Given records.
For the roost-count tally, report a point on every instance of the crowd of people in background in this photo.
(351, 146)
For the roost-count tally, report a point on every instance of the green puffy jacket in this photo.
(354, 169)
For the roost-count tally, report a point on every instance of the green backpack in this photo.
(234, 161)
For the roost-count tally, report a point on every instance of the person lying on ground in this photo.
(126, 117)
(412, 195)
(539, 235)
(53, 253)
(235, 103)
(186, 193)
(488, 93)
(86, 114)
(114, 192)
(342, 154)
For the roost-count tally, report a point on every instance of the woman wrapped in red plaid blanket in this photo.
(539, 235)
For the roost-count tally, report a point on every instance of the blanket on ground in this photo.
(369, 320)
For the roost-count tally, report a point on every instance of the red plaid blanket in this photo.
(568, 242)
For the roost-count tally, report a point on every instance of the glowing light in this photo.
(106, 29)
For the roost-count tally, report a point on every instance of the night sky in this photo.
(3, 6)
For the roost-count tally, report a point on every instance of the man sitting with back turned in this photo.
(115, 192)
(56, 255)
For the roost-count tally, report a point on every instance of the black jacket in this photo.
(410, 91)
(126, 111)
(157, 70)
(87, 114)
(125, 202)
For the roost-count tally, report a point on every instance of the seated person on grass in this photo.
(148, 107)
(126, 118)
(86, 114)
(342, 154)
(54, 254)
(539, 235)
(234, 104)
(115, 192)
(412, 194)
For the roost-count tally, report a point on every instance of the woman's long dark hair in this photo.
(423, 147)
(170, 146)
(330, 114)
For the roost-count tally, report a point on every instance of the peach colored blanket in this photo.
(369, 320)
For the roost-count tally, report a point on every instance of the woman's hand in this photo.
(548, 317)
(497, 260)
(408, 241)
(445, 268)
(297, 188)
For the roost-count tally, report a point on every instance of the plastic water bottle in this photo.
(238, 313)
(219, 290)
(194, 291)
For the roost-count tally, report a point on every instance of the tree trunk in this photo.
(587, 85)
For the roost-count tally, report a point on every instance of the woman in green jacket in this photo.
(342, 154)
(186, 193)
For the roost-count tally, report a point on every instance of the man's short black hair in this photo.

Work request. Every record must be transcribed exactly, with no line skipped.

Solution to this problem.
For the roost-count tally, report a point on every instance of the crowd of people in background in this photo.
(351, 146)
For the roost-count tally, report a point on every instance of the green puffy jacket in this photo.
(354, 169)
For the roost-count tally, report a point on every instance of the green backpack in this photo.
(234, 161)
For the roost-count tally, report a point on every instance of the person lying on ground in this photo.
(126, 117)
(412, 195)
(539, 235)
(53, 253)
(235, 103)
(186, 193)
(488, 93)
(86, 114)
(114, 192)
(342, 154)
For the roost-count tally, report a point on every instance of the woman wrapped in red plaid blanket in this photo.
(539, 235)
For the roost-count tally, report a point on every instance of the blanket on ground in this photo.
(369, 320)
For the roost-count tally, report a point on every instance of the red plaid blanket in this photo.
(568, 242)
For the roost-count tally, report a point on every instance of the glowing light in this photo.
(106, 29)
For the roost-count tally, report a point on every instance of the night sky in this photo.
(3, 6)
For the roost-count tally, report a point on every instance of the man sitting with back turned in this photo.
(115, 192)
(56, 255)
For the roost-count tally, report a point on every instance of the black jacket in this photo.
(410, 91)
(126, 111)
(157, 70)
(87, 114)
(125, 202)
For the roost-count tally, report a point on every instance of the seated person on grass in this photo.
(148, 107)
(126, 118)
(86, 114)
(342, 154)
(54, 254)
(539, 235)
(234, 104)
(115, 192)
(412, 194)
For the roost-count tally, report a point on every instance of the woman's long dark hair in this photo.
(423, 147)
(170, 146)
(330, 114)
For the roost-count tally, report a point on every instance of the peach colored blanket in this photo.
(369, 320)
For the roost-count tally, report a point on every instance of the woman's hand in this photo.
(548, 317)
(497, 260)
(408, 241)
(445, 268)
(297, 188)
For the roost-count tally, report a point on every instance of the plastic water bottle in this photo.
(238, 313)
(219, 290)
(194, 291)
For the roost-count tally, report a point on every instance of the tree trunk in this photo.
(587, 85)
For the roost-count tally, report a point on every instance of the woman in green jacket in this photo.
(342, 154)
(186, 193)
For the roost-count tally, report a point on every instance of the man's short black hair in this photo.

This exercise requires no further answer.